EXERCISE TASKS —
- A) Please update the Fort Burgoyne post, beginning at the words "Fort Burgoyne, originally" and stopping after "American Revolutionary War.", with "Castle Hill Fort" changed to "Castle Hill Battery".
- B) Check each statement against the Fort Burgoyne post. Answer yes or no, and quote the deciding words.
(i) The fort was built in the 1860s.
(ii) The plan to turn the barracks into an open prison went ahead in 2006.
(iii) The western outworks have more barbwire than the eastern side.

# East and West Outworks, Fort Burgoyne - July 2011



## tank2020 (Jul 31, 2011)

Fort Burgoyne, originally known as Castle Hill Fort, was built in the 1860s as one of the Palmerston forts around Dover in southeast England. It was built to a polygonal system with detached eastern and western redoubts, to guard the high ground northeast of the strategic port of Dover, just north of Dover Castle. The fort is named after the 19th century General John Fox Burgoyne, Inspector-General of Fortifications and son of the John Burgoyne who fought in the American Revolutionary War.

Until recently the central part of the fort was still used by the Army as Connaught Barracks, and the site is now being redeveloped for housing. Plans to use the barracks as an open prison were dropped in November 2006. The eastern and western outworks are accessible but heavily overgrown.

EASTERN OUTWORKS

This was a mission, very heavily overgrown and more barbwire than used in the whole of WW2 I should think, although most has squashed down now. Also found what I think is a way to Fort Burgoyne, but saved that for another day

















could this be a mortar











Spigot mortar emplacement, as if it was installed yesterday




































 WESTERN OUTWORKS

This site is considerably easier to get too, compared to the easttern side. alot less undergrowth, thorns, slopes and barbwire, dog and family friendly.





























































Thanks for looking. Roll on Fort Burgoyne 

Indepth info on site - hthttp://www.dover.gov.uk/pdf/Final%20Report%20-%20A050192-S-R01%20(Issue%203).pdftp://


----------



## gingrove (Jul 31, 2011)

Interesting pics I think that you're right about the mortar bomb Looks like a 2" smoke to me! thanks for posting. Looking forward to the next installment


----------



## tank2020 (Jul 31, 2011)

gingrove said:


> Interesting pics I think that you're right about the mortar bomb Looks like a 2" smoke to me! thanks for posting. Looking forward to the next installment



Cheers, you sound a bit of an expert, is it likely to be live looking at it


----------



## Foxylady (Aug 8, 2011)

DATA PROVIDED —

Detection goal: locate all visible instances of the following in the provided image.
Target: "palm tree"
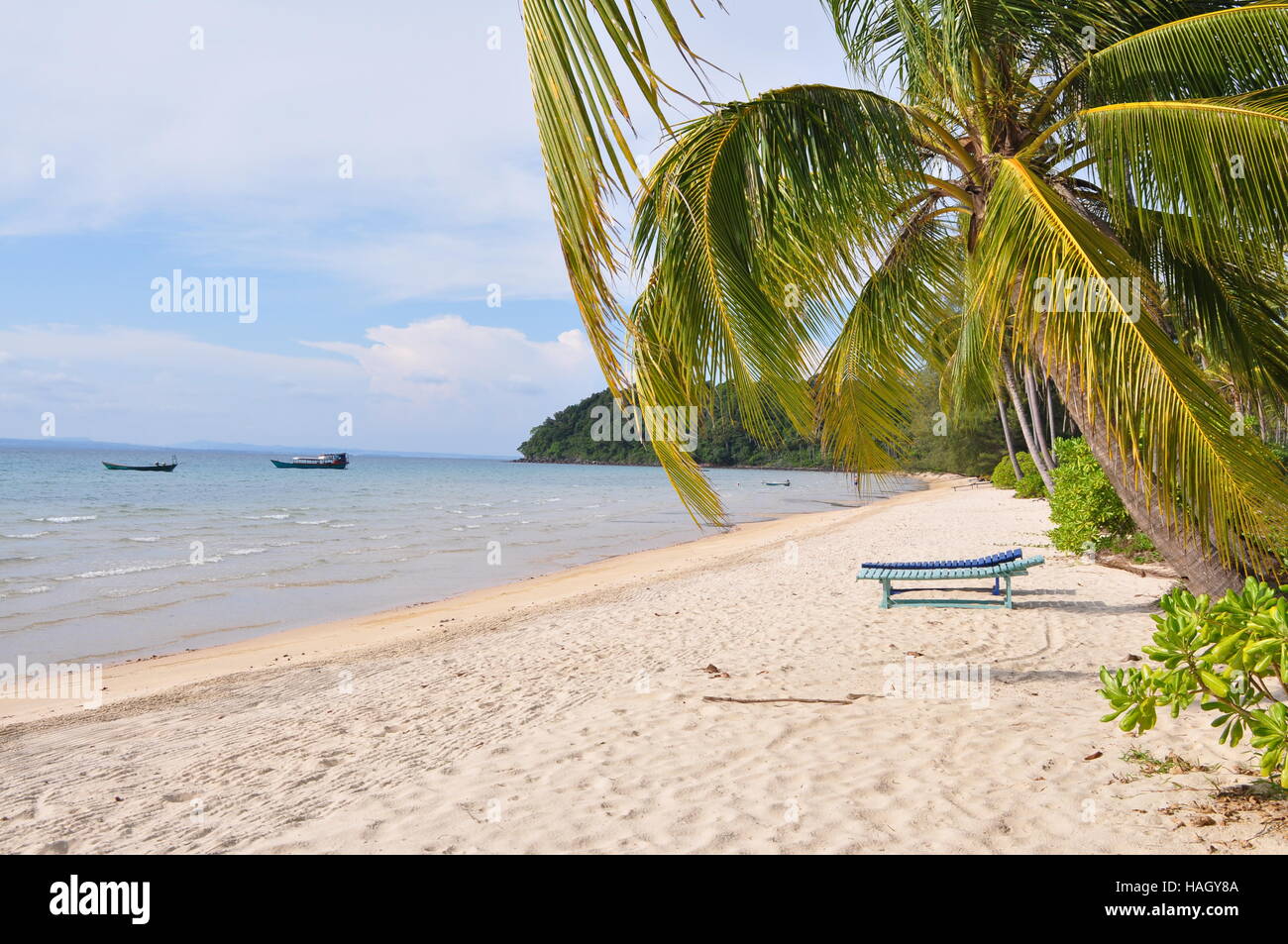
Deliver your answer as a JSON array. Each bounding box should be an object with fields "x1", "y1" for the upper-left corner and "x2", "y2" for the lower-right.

RESPONSES TO THE EXERCISE —
- A)
Fort Burgoyne, originally known as Castle Hill Battery, was built in the 1860s as one of the Palmerston forts around Dover in southeast England. It was built to a polygonal system with detached eastern and western redoubts, to guard the high ground northeast of the strategic port of Dover, just north of Dover Castle. The fort is named after the 19th century General John Fox Burgoyne, Inspector-General of Fortifications and son of the John Burgoyne who fought in the American Revolutionary War.

- B)
(i) Yes: "was built in the 1860s as one of the Palmerston forts around Dover"
(ii) No: "Plans to use the barracks as an open prison were dropped in November 2006."
(iii) No: "alot less undergrowth, thorns, slopes and barbwire"